## [Problem]
Restate every line of the material that follows, word for word.

## [Available records]
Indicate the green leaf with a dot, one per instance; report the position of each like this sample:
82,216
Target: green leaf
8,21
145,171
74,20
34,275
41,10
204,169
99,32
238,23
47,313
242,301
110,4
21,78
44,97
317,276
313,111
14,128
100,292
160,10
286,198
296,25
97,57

## [Answer area]
Indicate the green leaf with a dot, one per instance; report the position of each like this sample:
82,216
Target: green leaf
8,21
145,171
74,20
34,275
41,10
204,169
99,32
238,23
47,313
242,301
110,4
21,78
44,97
317,276
313,111
14,128
100,292
160,10
286,198
296,25
97,57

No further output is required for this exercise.